— Data for analysis —
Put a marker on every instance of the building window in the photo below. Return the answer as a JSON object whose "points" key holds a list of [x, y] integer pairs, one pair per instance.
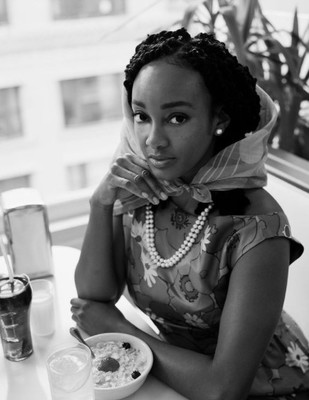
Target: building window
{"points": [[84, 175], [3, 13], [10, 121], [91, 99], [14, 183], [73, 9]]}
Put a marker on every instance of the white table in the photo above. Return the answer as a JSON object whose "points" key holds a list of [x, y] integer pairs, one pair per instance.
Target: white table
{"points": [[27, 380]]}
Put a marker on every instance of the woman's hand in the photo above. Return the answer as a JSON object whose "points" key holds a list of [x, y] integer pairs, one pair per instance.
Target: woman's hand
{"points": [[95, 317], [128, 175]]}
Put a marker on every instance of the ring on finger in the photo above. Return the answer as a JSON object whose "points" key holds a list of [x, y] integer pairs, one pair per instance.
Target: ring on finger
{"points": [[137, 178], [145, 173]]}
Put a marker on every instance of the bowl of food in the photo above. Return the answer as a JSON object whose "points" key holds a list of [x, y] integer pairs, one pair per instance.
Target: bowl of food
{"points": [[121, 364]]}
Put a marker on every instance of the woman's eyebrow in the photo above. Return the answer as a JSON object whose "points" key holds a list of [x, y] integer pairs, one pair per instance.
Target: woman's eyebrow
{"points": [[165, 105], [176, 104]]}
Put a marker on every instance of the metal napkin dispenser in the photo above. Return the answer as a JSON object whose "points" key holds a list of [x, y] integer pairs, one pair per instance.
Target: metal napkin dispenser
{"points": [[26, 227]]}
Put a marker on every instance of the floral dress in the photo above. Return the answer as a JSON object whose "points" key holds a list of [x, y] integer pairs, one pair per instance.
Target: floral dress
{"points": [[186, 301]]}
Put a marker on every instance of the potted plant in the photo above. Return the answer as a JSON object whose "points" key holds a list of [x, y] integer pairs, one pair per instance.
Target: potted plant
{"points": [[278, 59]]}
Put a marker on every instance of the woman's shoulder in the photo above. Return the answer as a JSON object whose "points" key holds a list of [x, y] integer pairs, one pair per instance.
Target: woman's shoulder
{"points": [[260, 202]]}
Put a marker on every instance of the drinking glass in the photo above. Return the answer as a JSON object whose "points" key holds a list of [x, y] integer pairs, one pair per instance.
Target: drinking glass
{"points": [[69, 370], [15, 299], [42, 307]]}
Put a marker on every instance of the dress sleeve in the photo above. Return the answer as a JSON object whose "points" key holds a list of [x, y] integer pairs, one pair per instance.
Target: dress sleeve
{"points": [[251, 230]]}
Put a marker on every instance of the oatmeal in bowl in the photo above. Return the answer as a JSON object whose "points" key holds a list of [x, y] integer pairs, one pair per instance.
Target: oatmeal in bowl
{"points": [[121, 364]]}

— Action item —
A word-for-word restatement of the records above from the line containing "Put a marker on every instance of the metal" to their final line is all the answer should hold.

— Response area —
Put a marker on every instance of the metal napkin dispenser in the photo above. Return the answer as a JSON object whose "points" key holds a list of [x, y] integer pairs, one pair per instance.
Target: metal napkin dispenser
{"points": [[26, 227]]}
Put a marker on every instance of the floral dress in the photo above. Return the answer as a JSON object whose "points" key holds a list of [x, y] integer pairs, one pair per instance.
Target: floral dress
{"points": [[186, 301]]}
Put a marker on every instance of the potted plant in the photo above. Return the answer as a JSON object whose "points" key holds a list of [x, y] integer pairs, one pair per instance.
Target: potted plant
{"points": [[278, 59]]}
Put a marker on every instance of the woman's shoulder in the photo above. Return the answer as a JSON object whose "points" key holds a list of [x, y] integer pairs, one pair per instance.
Target: woman's shoulder
{"points": [[260, 202]]}
Put a marker on every instance of the drinking glass in the photo above. Return the answer as a JSON object whose "points" key holds a list of [x, y] integer pairs, one pair per instance.
Target: drinking glass
{"points": [[69, 370], [15, 299], [42, 307]]}
Put a marker on every instance of the dress sleeve in the photo above. Return the answer as a JSON object whose "points" key holds a list of [x, y] integer pairs, one pair per instance.
Target: dress sleeve
{"points": [[251, 230]]}
Put a marker on every instance of the oatmeal in bowl in the photo above. Return the answer as a JSON object whose "points" key holds a list of [x, y] integer pairs, one pair per instance.
Target: oatmeal in bowl
{"points": [[121, 364]]}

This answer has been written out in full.